• _Short task 1_
In the PCB layout text, what final output is sent to a PCB fabricator to build the PCB?

• _Passage provided_
━━━━

PCB Layout

Inroduction

PCB Layout/Routing is the next step after component placement in PCB design work. It is the actual physical point-to-point connection of nets driven by the circuit schematic. All of this design work from schematic capture to component placement until PCB routing are done through EDA CAD software tools (Cadence Allegro in our case).

PCB layout topic is a very broad field and involves many steps and guidelines to complete the design process. Discussions here will be limited to aspects relating to embedded design systems. PCB layout work, in general, is not just connecting traces but also includes making a specification of the PCB that meets the requirements of the project. This involves determining what PCB technology to use (double-sided or multilayers, through-hole vias or blind/buried/laser vias, trace width/spacing, layer stack-up, etc). It all depends on the complexity of the circuit and its required features. After making a PCB specification, connectivity work can begin until all nets are connected. The final output of this is generating, what are called in the PCB industry as Gerber Files and fabrication drawings, which are then being sent to a PCB fabricator to build the PCB.

━━━━

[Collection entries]
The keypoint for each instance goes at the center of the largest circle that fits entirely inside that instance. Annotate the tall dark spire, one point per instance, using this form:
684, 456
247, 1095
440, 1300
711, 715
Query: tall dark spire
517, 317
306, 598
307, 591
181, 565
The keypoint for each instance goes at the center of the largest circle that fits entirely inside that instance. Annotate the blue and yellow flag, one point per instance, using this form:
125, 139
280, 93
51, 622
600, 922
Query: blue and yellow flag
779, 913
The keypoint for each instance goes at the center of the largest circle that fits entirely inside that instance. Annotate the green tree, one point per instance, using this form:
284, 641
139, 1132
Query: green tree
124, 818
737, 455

━━━━

• _Short task 2_
Put the lines of the records from the one containing "Annotate the green" through the end of the records, inclusive, into a Markdown table with the columns Row and Line. Leave out blank lines.

• _Final result 1_
Gerber Files and fabrication drawings.

• _Final result 2_
| Row | Line |
|---|---|
| 1 | The keypoint for each instance goes at the center of the largest circle that fits entirely inside that instance. Annotate the green tree, one point per instance, using this form: |
| 2 | 284, 641 |
| 3 | 139, 1132 |
| 4 | Query: green tree |
| 5 | 124, 818 |
| 6 | 737, 455 |